- [Requirements] Copy out every line of the listing below word for word, leaving out the picture.

****************

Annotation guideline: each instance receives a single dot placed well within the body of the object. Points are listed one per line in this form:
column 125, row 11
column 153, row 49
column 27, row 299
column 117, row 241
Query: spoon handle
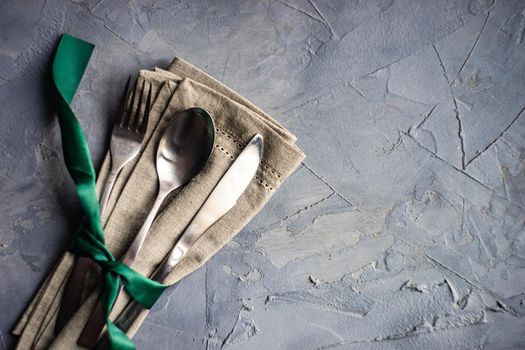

****************

- [Result for this exercise]
Annotation guideline: each instance receives a single dot placed well within the body of the object. Points are listed one per line in this form:
column 125, row 11
column 153, row 49
column 27, row 299
column 117, row 241
Query: spoon handle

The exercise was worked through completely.